Problem details -
List every line in the records below that contains the word "noun", copying each line in full. Case counts.

Data records -
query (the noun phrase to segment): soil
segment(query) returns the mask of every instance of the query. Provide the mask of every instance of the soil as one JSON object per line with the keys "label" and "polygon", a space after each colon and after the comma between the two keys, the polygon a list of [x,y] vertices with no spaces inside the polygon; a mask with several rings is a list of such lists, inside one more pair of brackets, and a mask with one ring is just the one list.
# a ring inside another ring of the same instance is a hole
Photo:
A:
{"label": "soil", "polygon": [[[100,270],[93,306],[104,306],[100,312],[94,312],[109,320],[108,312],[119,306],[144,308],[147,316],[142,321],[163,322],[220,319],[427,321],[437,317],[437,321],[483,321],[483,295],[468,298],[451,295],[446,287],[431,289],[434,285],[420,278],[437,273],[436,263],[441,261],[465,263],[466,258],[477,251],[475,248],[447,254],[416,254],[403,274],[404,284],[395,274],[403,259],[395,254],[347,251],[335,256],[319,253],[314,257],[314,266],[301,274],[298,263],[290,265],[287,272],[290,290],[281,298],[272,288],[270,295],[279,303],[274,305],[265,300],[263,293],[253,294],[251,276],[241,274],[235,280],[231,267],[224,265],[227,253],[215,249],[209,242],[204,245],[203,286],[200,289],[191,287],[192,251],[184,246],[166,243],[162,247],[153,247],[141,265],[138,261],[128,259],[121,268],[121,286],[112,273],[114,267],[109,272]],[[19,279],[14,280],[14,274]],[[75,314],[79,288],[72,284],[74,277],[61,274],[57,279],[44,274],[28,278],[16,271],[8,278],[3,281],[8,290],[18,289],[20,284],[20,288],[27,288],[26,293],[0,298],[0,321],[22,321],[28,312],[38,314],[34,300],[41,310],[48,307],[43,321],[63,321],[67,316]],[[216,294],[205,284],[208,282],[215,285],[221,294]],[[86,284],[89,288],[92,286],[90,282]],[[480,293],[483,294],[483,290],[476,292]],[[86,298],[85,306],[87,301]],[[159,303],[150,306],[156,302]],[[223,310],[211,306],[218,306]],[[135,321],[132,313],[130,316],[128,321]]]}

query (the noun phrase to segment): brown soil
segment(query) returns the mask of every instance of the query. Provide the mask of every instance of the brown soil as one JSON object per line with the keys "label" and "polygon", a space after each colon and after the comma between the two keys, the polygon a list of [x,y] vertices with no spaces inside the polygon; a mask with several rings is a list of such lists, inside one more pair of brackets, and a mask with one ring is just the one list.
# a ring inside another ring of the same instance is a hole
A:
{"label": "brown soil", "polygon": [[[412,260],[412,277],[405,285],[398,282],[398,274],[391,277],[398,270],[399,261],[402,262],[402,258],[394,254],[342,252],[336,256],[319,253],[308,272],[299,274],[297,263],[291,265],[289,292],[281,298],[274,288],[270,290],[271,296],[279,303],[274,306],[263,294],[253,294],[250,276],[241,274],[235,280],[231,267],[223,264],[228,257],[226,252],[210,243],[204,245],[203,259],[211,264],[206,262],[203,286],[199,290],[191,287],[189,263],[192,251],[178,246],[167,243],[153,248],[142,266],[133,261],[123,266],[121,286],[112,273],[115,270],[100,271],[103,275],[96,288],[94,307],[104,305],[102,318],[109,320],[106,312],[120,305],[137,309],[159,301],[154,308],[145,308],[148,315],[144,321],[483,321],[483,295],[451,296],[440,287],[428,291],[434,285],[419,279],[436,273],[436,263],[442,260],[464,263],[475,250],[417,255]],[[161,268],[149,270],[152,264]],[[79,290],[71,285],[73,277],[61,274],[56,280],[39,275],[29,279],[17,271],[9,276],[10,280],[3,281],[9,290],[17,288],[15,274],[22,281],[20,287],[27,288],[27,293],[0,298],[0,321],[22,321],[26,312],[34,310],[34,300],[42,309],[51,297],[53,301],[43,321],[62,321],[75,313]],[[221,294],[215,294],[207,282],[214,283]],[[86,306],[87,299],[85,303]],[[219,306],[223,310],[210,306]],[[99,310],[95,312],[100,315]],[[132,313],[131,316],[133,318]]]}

Correct result -
query (the noun phrase to segment): soil
query (the noun phrase to segment): brown soil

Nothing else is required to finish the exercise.